_Exercise prompt_
Update the passage on car buying during Covid-19 by restating it starting with "The pandemic was" and going on through "to impulsive purchases.", with "impulsive purchases" replaced by "hasty purchases".

_Study text_
◇ ◇ ◇

Since the start of Covid-19, automobile experts had predicted that there would be heavy downtrading – a shift to cheaper alternatives – but the market has only swung the other way with most new buyers choosing more expensive models and premium variants.
The pandemic was expected to force consumers to spend less and conserve more. However, according to Hyundai Motor India, the country’s second-largest carmaker, buyers are restless following the lockdowns and restrictions and the threat of a third wave of infections, and this is leading to impulsive purchases.
“The customer is stretching (his budget) and wants to have everything today as if there is no tomorrow,” said Tarun Garg, director of sales and marketing at Hyundai Motor India. “People thought Covid-19 would lead to downtrading, but the exact opposite is happening.”
Customers appear to be in a who-knows-what-will-happen-tomorrow frame of mind, Garg said.

◇ ◇ ◇

_Source information_
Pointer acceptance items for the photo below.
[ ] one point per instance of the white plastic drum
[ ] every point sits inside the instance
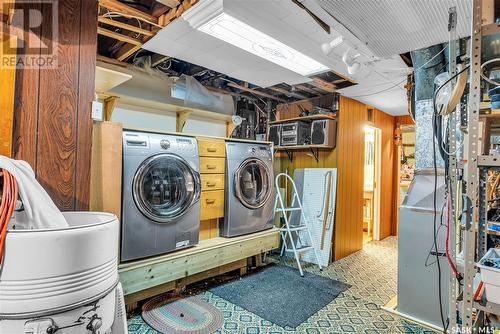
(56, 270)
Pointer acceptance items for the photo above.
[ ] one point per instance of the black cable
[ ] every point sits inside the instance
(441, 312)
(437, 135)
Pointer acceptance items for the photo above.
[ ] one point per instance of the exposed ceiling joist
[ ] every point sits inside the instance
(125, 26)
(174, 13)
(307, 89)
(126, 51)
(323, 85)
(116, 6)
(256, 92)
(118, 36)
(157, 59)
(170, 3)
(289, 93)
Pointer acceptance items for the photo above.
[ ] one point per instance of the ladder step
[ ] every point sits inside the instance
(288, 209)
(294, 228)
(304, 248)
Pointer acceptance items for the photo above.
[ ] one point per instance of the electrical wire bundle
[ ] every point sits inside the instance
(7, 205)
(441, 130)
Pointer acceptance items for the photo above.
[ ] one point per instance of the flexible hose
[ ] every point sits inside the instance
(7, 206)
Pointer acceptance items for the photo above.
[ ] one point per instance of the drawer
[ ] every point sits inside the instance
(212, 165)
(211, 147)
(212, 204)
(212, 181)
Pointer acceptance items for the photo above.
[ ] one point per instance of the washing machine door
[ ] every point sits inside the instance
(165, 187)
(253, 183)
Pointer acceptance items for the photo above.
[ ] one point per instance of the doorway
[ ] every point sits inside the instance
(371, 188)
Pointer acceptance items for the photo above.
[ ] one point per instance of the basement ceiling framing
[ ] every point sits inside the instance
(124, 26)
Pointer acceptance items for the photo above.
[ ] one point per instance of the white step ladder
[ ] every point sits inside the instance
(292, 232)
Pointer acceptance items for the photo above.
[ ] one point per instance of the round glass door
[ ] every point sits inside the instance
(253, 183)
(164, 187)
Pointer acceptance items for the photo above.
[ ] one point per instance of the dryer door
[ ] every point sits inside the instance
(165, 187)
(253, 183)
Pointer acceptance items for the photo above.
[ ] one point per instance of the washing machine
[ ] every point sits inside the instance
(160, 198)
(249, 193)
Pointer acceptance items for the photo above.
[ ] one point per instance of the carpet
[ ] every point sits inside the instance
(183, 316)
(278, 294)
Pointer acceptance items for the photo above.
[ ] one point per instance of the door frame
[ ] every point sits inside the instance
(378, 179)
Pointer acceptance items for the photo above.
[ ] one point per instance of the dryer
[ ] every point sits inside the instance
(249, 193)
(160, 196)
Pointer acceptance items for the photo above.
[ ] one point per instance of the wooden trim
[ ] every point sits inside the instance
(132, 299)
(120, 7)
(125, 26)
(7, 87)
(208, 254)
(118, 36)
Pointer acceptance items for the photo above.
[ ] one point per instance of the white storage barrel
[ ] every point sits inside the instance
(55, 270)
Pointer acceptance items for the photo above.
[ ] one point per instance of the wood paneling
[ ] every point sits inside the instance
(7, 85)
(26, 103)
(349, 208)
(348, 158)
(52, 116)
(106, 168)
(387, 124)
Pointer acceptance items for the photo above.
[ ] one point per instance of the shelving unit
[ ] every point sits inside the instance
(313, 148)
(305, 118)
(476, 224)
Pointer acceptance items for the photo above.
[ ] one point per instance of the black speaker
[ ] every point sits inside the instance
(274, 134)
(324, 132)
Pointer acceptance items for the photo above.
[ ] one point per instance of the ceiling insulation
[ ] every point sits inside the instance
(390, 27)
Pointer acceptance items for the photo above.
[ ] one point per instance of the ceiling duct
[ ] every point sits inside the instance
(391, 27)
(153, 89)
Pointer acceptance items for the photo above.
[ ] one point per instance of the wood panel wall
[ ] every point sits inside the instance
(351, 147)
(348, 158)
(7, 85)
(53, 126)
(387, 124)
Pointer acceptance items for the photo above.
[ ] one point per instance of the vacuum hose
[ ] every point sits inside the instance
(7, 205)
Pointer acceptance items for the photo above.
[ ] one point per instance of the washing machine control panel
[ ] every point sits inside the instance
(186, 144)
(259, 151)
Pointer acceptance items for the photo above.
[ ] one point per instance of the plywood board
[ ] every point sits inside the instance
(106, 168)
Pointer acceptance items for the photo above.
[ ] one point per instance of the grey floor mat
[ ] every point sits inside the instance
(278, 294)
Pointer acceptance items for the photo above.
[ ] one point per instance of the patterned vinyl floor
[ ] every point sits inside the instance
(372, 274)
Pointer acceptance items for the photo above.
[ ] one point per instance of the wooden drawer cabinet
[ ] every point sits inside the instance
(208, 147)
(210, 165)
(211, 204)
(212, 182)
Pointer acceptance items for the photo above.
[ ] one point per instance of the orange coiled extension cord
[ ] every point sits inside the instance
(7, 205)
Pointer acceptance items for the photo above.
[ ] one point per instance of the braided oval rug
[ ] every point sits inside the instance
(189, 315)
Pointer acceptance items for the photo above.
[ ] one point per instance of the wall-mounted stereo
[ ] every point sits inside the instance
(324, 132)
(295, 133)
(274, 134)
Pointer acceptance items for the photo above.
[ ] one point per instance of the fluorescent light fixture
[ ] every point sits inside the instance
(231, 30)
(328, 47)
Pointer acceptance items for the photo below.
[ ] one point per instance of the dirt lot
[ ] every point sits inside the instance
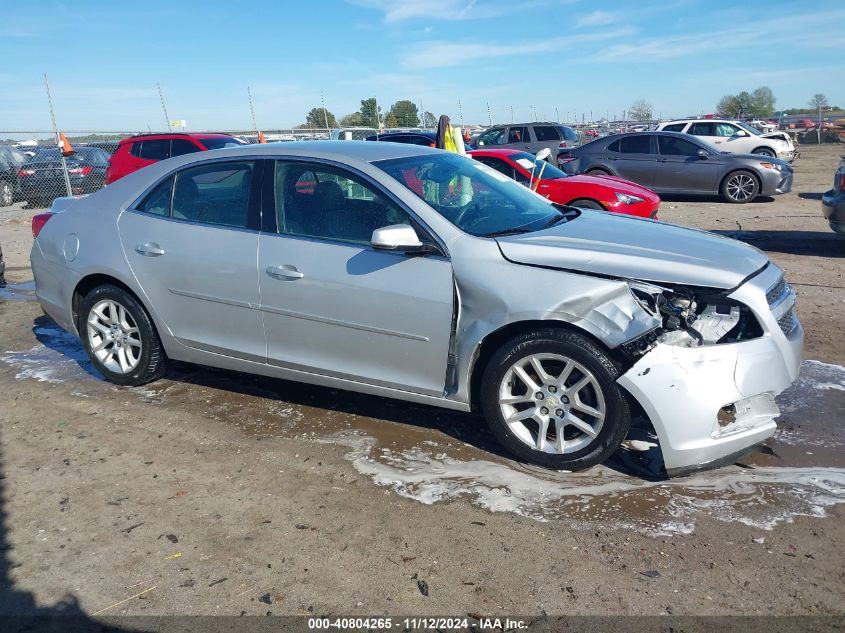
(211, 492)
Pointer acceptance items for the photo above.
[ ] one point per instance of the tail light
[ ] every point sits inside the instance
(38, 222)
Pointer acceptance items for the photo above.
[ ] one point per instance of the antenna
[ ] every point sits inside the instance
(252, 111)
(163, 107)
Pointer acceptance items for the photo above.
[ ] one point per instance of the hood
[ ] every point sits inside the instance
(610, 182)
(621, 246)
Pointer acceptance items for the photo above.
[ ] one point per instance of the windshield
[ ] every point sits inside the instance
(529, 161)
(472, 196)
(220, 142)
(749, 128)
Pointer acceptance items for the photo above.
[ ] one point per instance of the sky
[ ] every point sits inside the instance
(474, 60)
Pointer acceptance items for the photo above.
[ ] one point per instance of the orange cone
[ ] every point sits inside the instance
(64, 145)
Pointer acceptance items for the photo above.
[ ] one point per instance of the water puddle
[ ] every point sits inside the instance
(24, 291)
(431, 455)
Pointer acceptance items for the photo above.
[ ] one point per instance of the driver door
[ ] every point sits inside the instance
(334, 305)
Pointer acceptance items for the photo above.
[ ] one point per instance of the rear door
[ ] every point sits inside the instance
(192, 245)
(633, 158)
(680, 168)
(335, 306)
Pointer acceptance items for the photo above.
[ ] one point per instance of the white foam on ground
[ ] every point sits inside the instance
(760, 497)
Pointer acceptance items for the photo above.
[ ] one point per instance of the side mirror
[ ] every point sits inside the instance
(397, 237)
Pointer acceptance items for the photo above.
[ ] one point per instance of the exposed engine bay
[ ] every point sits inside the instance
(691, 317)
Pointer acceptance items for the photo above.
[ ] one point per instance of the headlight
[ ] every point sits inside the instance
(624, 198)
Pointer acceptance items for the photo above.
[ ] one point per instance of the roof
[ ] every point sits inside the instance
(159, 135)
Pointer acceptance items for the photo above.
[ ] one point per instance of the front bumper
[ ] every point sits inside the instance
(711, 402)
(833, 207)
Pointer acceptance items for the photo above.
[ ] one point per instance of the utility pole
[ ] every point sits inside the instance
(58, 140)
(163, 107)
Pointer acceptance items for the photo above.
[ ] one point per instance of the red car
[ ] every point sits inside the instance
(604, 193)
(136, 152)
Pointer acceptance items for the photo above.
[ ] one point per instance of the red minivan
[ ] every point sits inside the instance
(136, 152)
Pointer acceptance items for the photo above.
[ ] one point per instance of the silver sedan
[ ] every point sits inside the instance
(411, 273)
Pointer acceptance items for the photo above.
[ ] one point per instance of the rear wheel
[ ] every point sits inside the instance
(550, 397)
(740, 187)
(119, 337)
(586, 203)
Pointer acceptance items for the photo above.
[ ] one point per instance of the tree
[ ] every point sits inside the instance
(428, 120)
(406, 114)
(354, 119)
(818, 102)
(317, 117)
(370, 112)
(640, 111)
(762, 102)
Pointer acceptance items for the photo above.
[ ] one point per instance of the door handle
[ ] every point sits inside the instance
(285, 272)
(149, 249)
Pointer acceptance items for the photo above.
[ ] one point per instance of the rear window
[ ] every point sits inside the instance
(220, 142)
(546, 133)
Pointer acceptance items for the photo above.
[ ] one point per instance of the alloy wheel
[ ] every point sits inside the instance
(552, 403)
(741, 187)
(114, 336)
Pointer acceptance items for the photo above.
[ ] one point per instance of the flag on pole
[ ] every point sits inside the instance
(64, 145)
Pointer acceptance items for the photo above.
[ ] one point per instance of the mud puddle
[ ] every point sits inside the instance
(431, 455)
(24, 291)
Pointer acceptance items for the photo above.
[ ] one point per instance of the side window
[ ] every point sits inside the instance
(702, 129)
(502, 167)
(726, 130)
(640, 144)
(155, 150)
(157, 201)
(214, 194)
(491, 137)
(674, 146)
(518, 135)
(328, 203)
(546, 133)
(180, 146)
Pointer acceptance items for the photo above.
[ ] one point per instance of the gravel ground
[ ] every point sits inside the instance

◇ ◇ ◇

_Output of the task_
The pandemic was expected to force consumers to spend less and conserve more. However, according to Hyundai Motor India, the country’s second-largest carmaker, buyers are restless following the lockdowns and restrictions and the threat of a third wave of infections, and this is leading to hasty purchases.